# Work required:
Retype every line of the entries below without any changes, but leave out the pictures.

[Records of labeled points]
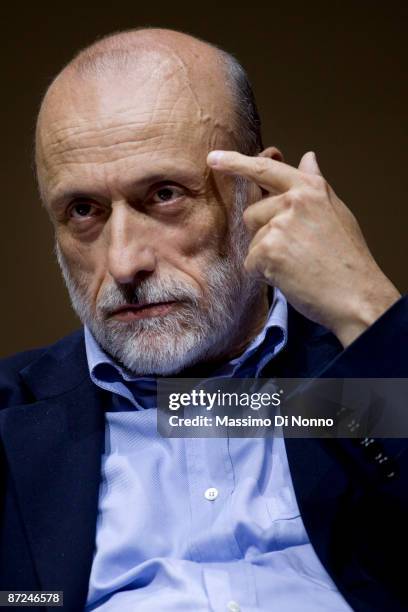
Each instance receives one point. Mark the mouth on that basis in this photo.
(133, 312)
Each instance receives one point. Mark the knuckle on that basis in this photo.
(296, 198)
(261, 165)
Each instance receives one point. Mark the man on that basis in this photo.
(148, 151)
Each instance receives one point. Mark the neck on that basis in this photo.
(250, 325)
(252, 322)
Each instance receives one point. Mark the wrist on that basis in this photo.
(363, 311)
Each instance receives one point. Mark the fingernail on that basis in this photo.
(215, 157)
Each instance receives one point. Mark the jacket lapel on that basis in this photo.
(53, 448)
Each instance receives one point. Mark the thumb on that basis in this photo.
(308, 164)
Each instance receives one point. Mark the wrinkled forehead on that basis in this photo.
(158, 99)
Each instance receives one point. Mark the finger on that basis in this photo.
(260, 213)
(309, 165)
(268, 173)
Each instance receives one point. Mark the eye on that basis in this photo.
(82, 210)
(167, 193)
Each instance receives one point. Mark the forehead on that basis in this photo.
(158, 106)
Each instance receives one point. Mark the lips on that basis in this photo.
(131, 312)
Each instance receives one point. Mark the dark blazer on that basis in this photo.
(51, 440)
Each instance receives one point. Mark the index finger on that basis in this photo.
(268, 173)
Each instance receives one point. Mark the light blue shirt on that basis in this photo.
(162, 545)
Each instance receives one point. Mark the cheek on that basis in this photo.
(191, 249)
(86, 263)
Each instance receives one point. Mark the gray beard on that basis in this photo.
(200, 328)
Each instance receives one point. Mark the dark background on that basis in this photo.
(328, 77)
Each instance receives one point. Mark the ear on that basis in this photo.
(271, 152)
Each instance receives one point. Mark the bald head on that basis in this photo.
(207, 72)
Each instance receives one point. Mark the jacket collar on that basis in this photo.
(53, 447)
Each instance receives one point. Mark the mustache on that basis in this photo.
(147, 291)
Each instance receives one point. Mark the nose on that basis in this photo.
(130, 255)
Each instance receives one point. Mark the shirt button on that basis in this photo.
(211, 493)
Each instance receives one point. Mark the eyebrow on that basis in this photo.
(192, 180)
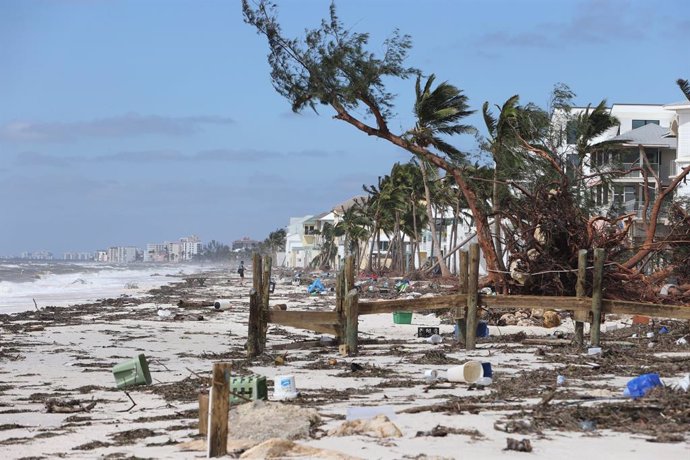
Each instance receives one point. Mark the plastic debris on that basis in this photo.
(683, 384)
(640, 386)
(435, 339)
(588, 425)
(520, 446)
(316, 286)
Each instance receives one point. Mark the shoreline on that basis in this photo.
(72, 357)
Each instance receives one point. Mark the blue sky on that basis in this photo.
(127, 122)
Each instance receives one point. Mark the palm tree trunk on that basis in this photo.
(496, 209)
(416, 239)
(432, 224)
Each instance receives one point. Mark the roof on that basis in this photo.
(678, 105)
(347, 204)
(649, 135)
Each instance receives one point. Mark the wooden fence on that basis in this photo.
(342, 322)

# Finished answer:
Each instance receives one point. Mark the mouth on that basis in this photo.
(133, 312)
Each instance receives one point. Mark the knuckle on that basis in this photo.
(296, 198)
(261, 165)
Each instance receives one point. Mark the man on that basis in this photo.
(148, 151)
Each instance receives one point. Mark the neck on that basis in this photo.
(250, 325)
(252, 322)
Each instance receives one point. Mark the wrist on that basis in this photo.
(363, 311)
Each instance receives one point. Mark the fingernail on that basis in this photo.
(215, 157)
Each instance receives one point. Mark the jacket lapel on that basis in this photo.
(53, 448)
Each instance receives one point. Mark the thumb on that basis in this photo.
(308, 164)
Each instance receives one point. Mark the wrinkled forehead on that basis in this photo.
(158, 99)
Each instance receives one point. Mark the finger on that basis in this photo.
(260, 213)
(309, 165)
(268, 173)
Each instance receives one point. Mark the eye on that basis in this photo.
(82, 210)
(167, 193)
Each instance receives one point. Mark the forehead on that basis in this photo.
(158, 106)
Each instance receives one point. Mark the lips on that basis in this photo.
(131, 312)
Each instance receives one point. Mark the dark blazer on that basis in this photo.
(51, 440)
Each instance receives one point. Mark the index finger on that basis in this photo.
(268, 173)
Each instance receives one point. Mark the light blue shirt on that basis in this photo.
(162, 545)
Each instance receives one point. Mark the cheek on that basis in this photo.
(191, 249)
(86, 263)
Each instance receives one point. Mark the gray beard on that basis in this photo.
(200, 328)
Each instance receives one point. Mark the dark background on that basis in this photo.
(328, 77)
Each instance receives one point. Mark the ear on that basis in this photo.
(271, 152)
Each instance receives one point. Mark the bald head on that basis in this photo.
(207, 72)
Each instance receives one point. Mark the jacket collar on that basis in this photo.
(53, 447)
Each instance receives one point. Mark the mustache on that basis in this photo.
(147, 291)
Each instance receives one point. Mark the nose on that basis in this photo.
(130, 255)
Each instance receives one point. Mark the shirt button on that basis in this photo.
(211, 493)
Each instance receives one point. Mark the eyebrow on that basis in this photo.
(192, 180)
Each instance receives one point. Mark the plastic debris on that basis in this photo.
(683, 384)
(640, 386)
(435, 339)
(588, 425)
(520, 446)
(316, 286)
Each instance receives one point. Mark the shoreline on that basis in this photo.
(72, 357)
Each instance receives one point. Mark the blue sky on that basis in this photo.
(127, 122)
Each instance receives one point. Mark the palm tree trunk on that basis in this photo.
(496, 209)
(416, 239)
(432, 224)
Each instance receives one point. Mark the roof on that basis in this photo.
(678, 105)
(347, 204)
(649, 135)
Each instance receives one point. Mark the wooden fence on that basis in this photo.
(342, 322)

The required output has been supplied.